Point labeling examples
.....
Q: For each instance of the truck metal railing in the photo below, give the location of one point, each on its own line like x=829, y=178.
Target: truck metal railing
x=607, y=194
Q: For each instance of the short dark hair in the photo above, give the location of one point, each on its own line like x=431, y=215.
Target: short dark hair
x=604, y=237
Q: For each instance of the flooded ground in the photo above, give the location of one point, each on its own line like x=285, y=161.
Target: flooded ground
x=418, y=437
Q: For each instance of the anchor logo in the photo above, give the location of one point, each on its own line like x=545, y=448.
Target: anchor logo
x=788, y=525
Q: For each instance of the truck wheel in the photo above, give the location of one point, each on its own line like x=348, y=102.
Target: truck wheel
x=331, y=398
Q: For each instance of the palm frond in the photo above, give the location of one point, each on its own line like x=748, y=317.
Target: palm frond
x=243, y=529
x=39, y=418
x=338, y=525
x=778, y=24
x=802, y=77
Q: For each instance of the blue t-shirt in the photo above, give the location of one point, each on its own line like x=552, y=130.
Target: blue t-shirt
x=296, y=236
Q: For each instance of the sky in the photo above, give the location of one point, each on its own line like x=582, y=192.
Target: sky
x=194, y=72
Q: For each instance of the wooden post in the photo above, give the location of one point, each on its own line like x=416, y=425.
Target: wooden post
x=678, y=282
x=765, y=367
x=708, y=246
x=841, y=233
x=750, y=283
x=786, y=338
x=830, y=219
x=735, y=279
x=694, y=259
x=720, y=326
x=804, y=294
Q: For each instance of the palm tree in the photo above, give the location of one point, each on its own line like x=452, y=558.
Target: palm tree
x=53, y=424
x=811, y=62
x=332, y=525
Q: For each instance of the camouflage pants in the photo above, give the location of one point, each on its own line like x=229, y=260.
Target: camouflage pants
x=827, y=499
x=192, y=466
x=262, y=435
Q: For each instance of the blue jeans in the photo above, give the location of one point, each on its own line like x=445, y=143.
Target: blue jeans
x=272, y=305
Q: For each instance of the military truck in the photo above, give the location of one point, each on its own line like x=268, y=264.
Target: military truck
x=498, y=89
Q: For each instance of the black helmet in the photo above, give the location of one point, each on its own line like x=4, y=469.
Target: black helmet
.....
Requirement:
Express the lines from the one containing "Q: For each instance of the sky" through the one containing "x=332, y=525", inclusive, as a JSON list of strings, one string per line, leaving out any blank lines.

Expected output:
[
  "Q: For each instance of the sky in the photo above, give the location of one point, each on its own line like x=582, y=192.",
  "Target: sky",
  "x=194, y=72",
  "Q: For each instance of the wooden post in the photo above, give the location of one point, each on its own line like x=416, y=425.",
  "Target: wooden post",
  "x=678, y=282",
  "x=765, y=367",
  "x=708, y=246",
  "x=841, y=233",
  "x=750, y=283",
  "x=786, y=338",
  "x=830, y=219",
  "x=735, y=279",
  "x=694, y=259",
  "x=720, y=326",
  "x=804, y=294",
  "Q: For each instance of the palm tree in the photo above, give the location of one point, each on its own line like x=452, y=558.",
  "Target: palm tree",
  "x=53, y=424",
  "x=811, y=62",
  "x=332, y=525"
]